**Document**

----------

Italian businessperson (born 1962)

Marco Bizzarri (born 19 August 1962) is an Italian business executive, president and CEO of Gucci since January 2015 till December 2023. He previously was president and CEO of Stella McCartney (2005–2009) and Bottega Veneta (2009–2014), and joined Kering's executive committee in 2012.

==Biography==
===Early career===
Bizzarri started his career as a consultant for the management consulting firm Accenture in 1986. In 1993, he joined the Bologna-based Mandarina Duck group, and later became CEO of the group. In 2004, he became general manager of the designer brand Marithé et François Girbaud.

===CEO of Kering's brands===
In 2005, Bizzarri was named President and CEO of Stella McCartney. Under his management, the company turned a profit for the first time in 2007. He developed a lifestyle-oriented brand and drove its international development, including the opening of a store in Japan in 2008.

In January 2009, Bizzarri became the president and CEO of Bottega Veneta. Amid a global economic downturn, he rapidly changed the distribution of the brand to reposition it in Europe, and worked on a less conservative buying, thus relieving financial stress and enabling new investments. In 4 years, alongside the creative director Tomas Maier, Bizzarri maintained Bottega Veneta's edge for Italian-made leather craftsmanship, drove growth in Asia, opened a flagship store in Milan, and new eco-friendly headquarters in Vicenza. In 2012, Bottega Veneta’s sales reached the $1 billion mark.

In 2012, Bizzarri became a member of the executive committee of Kering. In April 2014, Bizzarri was named CEO of Kering's newly-created couture and leather goods division, directly supervising most of Kering's luxury brands.

===President and CEO of Gucci===
In December 2014, Kering named Bizzarri president and CEO of its flagship luxury brand Gucci. His first move was to name a 12-year Gucci member of the creative team, Alessandro Michele, creative director of the brand, who successfully managed to renew the brand’s popularity with a «geek chic» props. Marco Bizzarri stopped the brand's markdown policy, favored cross-gendered collections and unified fashion shows and banned the use of fur by the brand. Gucci also amplified its digital strategy to grow its customer-base on social networks.

----------

**Task requirements**
(1) According to the Marco Bizzarri biography, which consulting firm did he start his career with, and in what year?
(2) Write the next part of the Marco Bizzarri biography, picking up after its final sentence.

**Given information**
----------

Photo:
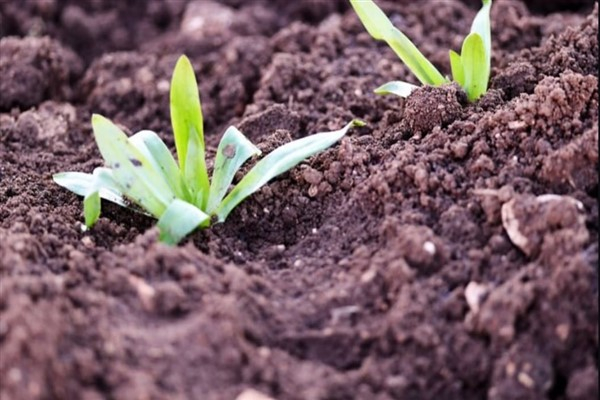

----------

**Task-by-task outputs**
(1) Accenture, in 1986.

(2)
Bizzarri opened the Gucci Hub in September 2016 (Gucci headquarters and creative hub in Milan), the ArtLab in April 2018 (Gucci's 37,000-square-metre creative hub in Casellina near Florence, Italy), and Gucci 9 in April 2019 (Gucci's 500-employee network of 6 call centers worldwide for high-end customer service). In January 2018, he inaugurated the renovated Gucci Museum (in the Palazzo della Mercanzia in Florence) renamed Gucci Garden, and the launch of a new restaurant, the Gucci Osteria da Massimo Bottura.

In 2019, Bizzarri announced that Gucci was carbon-neutral in its own operations and across its supply chain since 2018, thanks to drastic reductions of its greenhouse gas emissions. He also announced that the firm was changing its production strategy, partnering with the UN-led forest conservation program REDD+ to reduce its carbon footprint, and launched the CEO Carbon Neutral Challenge Initiative to encourage other firm executives to follow suit.

Under Bizzarri's tenure, Gucci's annual sales grew from 3.9 billion euros in 2015 to 9.6 billion euros in 2019.

==Awards==
- 2020: GQ Italys Best dressed man
- 2018, 2017, 2016: International Business Leader at the Fashion Awards.
- 2017: Knight of the Legion of Honour (France).
- 2017: WWD Edward Nardoza Honor for CEO Creative Leadership.
- 2017 : Most Creative People in Business by Fast Company.
- 2015: Humanitarian of the Year award by the United Nations Association.